What is being asked — Return exactly the span of lines in the following data that opens with the line containing "point: gray bird" and closes with the line containing "point: thin twig". Include nothing else.

[[ Records for the task, beginning ]]

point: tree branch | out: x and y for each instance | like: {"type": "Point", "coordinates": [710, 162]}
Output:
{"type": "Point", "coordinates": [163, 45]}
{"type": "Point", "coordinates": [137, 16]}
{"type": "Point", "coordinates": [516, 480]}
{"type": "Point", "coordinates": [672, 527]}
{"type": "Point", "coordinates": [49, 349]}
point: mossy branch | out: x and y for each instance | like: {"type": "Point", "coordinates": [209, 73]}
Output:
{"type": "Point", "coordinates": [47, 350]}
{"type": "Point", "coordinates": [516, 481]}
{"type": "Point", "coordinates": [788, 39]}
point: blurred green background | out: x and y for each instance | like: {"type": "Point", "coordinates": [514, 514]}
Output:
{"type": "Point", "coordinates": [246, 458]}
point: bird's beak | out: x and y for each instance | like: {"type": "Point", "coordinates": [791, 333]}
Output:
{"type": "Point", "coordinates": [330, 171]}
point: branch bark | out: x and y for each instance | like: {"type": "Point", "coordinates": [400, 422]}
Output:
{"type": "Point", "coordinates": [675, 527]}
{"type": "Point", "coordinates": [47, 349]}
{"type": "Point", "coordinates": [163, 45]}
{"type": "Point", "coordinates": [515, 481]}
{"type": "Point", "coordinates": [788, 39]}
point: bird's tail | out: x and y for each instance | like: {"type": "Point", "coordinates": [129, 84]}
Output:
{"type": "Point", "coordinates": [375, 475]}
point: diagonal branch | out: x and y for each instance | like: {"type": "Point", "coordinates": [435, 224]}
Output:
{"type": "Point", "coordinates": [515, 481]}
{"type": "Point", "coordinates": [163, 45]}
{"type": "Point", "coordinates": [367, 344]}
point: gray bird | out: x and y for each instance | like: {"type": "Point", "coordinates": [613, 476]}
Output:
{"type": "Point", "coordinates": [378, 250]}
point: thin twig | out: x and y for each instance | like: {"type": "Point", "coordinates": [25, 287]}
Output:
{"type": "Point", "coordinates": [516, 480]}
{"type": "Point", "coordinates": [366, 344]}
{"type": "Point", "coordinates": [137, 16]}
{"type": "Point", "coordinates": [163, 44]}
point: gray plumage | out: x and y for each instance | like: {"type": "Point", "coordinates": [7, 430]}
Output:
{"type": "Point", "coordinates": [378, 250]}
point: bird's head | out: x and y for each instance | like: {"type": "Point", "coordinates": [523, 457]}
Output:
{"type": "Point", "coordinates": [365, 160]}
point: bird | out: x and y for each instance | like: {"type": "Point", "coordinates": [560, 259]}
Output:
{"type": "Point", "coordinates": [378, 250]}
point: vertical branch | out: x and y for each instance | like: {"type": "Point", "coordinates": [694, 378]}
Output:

[[ Records for the task, end ]]

Answer to the exercise —
point: gray bird | out: x and y for each instance | like: {"type": "Point", "coordinates": [613, 476]}
Output:
{"type": "Point", "coordinates": [378, 250]}
point: thin twig | out: x and y for each instance | like: {"type": "Point", "coordinates": [25, 287]}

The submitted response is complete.